WHAT YOU WILL DO ->
1. Translate this sentence from the skin-care text into Spanish: "Good sources are oily fish, nuts and seeds – aim for one serving a day."
2. In the skin-care text, rename "servings" as "portions" and write out the passage that begins at the words "Monday, May 16, 2011" and stops after "seeds – aim for one serving a day.".

PAGE TEXT ->
Monday, May 16, 2011

Hair and Skin's Needs

Your Skin’s Needs   
Antioxidants. These are the most vital way to protect your skin against free-radical attack. Studies at the University of Arizona, USA have found that eating at least six servings of red or yellow vegetables a day is actually the same as wearing sun-protection factor (SPF) 4 on your skin in its ability to protect you against sun damage. Aim for 6-10 servings of fresh fruit or vegetables a day for best results. This will also supply vitamin C, which helps build collagen and vitamin A, which encourages the growth of new skin cells.
Essential fatty acids. As well as keeping red blood cells healthy, which boosts circulation, essential fatty acids also help fight dry skin. Good sources are oily fish, nuts and seeds – aim for one serving a day.
Sulphur. This helps the body form new collagen. You’ll find it in eggs, onions and garlic. Aim for one serving a day.
Skin Doesn’t Need
Sugar. As well as being a major source of free radicals, sugar also attacks the skin. It attaches to proteins in collagen and this causes them to become stiff and inflexible, eventually leading to wrinkling.

Image-grounded pointing data:

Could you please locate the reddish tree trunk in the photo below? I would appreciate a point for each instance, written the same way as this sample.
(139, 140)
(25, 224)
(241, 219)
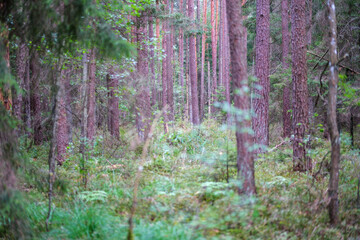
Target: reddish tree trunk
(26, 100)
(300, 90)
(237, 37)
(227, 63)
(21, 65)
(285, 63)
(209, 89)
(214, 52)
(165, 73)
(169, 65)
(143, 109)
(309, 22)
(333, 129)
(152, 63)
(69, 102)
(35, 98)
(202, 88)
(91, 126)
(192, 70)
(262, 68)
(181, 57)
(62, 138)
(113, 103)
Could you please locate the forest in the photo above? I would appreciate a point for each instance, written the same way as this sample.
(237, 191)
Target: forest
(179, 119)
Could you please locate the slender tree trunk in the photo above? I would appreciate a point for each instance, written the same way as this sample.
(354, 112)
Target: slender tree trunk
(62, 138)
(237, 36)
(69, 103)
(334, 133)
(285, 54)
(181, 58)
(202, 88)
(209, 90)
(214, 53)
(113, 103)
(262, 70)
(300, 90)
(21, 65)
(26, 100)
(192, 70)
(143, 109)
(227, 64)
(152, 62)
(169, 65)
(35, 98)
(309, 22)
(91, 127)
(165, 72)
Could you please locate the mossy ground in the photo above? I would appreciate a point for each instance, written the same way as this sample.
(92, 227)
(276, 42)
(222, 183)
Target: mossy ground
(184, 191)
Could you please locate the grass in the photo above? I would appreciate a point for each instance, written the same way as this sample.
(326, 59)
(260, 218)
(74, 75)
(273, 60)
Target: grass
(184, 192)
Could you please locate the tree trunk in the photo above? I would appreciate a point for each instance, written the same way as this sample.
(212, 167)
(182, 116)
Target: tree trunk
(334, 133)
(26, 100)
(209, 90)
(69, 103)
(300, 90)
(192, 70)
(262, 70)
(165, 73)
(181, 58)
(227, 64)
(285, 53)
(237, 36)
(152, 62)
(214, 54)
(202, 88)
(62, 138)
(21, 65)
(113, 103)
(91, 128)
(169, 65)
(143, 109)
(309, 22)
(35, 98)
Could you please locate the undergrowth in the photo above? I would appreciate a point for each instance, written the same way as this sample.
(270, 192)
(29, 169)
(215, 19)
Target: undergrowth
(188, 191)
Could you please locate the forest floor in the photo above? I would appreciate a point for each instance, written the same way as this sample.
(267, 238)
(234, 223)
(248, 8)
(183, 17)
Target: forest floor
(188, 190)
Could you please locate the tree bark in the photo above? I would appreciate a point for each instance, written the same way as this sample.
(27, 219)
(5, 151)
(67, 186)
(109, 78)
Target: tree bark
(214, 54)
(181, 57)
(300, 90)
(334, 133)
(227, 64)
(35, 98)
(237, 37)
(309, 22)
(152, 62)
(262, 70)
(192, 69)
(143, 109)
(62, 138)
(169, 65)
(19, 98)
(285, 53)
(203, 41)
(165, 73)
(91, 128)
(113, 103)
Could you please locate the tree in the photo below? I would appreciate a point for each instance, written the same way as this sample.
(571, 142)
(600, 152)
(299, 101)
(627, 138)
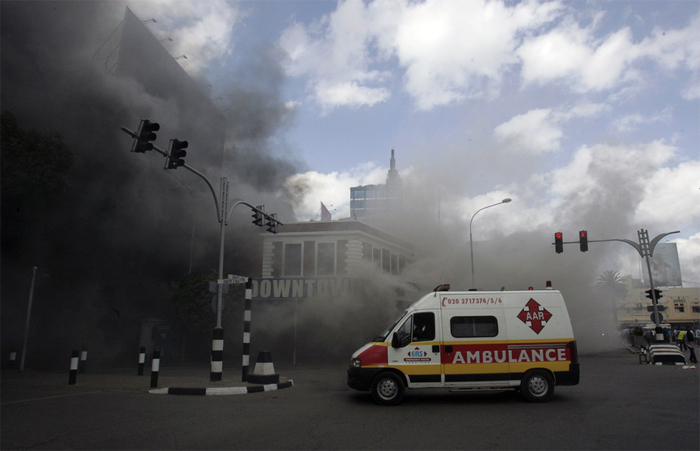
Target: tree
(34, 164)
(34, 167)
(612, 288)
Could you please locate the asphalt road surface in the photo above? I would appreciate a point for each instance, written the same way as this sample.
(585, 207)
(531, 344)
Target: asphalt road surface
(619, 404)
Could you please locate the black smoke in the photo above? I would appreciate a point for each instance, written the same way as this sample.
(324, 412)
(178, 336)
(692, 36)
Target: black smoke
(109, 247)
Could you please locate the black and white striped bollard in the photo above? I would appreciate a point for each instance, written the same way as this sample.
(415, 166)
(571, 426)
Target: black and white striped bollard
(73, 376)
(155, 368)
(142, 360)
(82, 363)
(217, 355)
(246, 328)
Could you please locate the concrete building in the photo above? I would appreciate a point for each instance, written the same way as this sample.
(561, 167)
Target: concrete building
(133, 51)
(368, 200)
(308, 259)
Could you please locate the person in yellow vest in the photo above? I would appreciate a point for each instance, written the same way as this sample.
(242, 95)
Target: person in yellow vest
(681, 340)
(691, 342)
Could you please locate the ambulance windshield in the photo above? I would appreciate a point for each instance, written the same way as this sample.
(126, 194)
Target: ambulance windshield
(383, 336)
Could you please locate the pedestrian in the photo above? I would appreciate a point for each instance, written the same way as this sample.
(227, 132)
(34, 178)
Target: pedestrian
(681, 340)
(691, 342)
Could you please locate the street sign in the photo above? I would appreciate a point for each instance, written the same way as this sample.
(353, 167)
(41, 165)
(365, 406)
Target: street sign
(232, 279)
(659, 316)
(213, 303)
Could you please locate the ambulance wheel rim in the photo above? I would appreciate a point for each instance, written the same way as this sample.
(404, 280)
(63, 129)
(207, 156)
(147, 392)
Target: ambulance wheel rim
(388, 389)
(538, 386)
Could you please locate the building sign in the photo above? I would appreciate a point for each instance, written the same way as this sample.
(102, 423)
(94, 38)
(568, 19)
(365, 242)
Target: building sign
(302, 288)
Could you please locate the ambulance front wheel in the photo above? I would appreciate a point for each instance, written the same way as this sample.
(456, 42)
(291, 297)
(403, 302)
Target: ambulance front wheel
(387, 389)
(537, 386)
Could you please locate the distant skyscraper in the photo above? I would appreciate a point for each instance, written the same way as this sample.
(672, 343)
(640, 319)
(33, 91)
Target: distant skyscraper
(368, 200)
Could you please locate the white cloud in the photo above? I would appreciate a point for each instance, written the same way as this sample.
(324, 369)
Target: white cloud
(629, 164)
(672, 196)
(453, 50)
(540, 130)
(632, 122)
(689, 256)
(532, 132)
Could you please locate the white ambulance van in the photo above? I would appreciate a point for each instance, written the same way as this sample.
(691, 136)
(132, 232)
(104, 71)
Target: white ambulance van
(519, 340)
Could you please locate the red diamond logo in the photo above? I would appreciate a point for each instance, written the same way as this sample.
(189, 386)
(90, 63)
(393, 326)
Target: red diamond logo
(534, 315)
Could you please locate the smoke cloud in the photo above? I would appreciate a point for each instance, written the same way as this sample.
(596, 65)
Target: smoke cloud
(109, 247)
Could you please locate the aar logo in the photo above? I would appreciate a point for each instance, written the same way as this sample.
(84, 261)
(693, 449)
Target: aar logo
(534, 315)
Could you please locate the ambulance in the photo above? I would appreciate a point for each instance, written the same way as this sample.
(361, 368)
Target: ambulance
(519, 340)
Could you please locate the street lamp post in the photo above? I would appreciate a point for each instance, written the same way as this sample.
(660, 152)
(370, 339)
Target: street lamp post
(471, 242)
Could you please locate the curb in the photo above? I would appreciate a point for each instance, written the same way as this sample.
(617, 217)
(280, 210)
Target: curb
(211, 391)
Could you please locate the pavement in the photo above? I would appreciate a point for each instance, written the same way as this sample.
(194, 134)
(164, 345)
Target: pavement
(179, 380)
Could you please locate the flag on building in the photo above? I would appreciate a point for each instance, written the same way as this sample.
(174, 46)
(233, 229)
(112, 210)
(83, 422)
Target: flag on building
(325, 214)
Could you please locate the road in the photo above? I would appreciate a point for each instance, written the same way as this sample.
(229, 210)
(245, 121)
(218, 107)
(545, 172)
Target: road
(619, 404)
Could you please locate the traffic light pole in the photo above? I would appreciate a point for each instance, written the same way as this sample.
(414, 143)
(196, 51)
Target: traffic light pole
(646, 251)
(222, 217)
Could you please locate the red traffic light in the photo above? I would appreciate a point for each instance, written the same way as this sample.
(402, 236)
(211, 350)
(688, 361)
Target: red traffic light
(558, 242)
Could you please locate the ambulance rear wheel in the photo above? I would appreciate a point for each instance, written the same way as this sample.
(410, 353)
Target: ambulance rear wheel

YOUR RESPONSES ->
1. Son buenas fuentes el pescado azul, los frutos secos y las semillas; procure consumir una ración al día.

2.
Monday, May 16, 2011

Hair and Skin's Needs

Your Skin’s Needs   
Antioxidants. These are the most vital way to protect your skin against free-radical attack. Studies at the University of Arizona, USA have found that eating at least six portions of red or yellow vegetables a day is actually the same as wearing sun-protection factor (SPF) 4 on your skin in its ability to protect you against sun damage. Aim for 6-10 portions of fresh fruit or vegetables a day for best results. This will also supply vitamin C, which helps build collagen and vitamin A, which encourages the growth of new skin cells.
Essential fatty acids. As well as keeping red blood cells healthy, which boosts circulation, essential fatty acids also help fight dry skin. Good sources are oily fish, nuts and seeds – aim for one serving a day.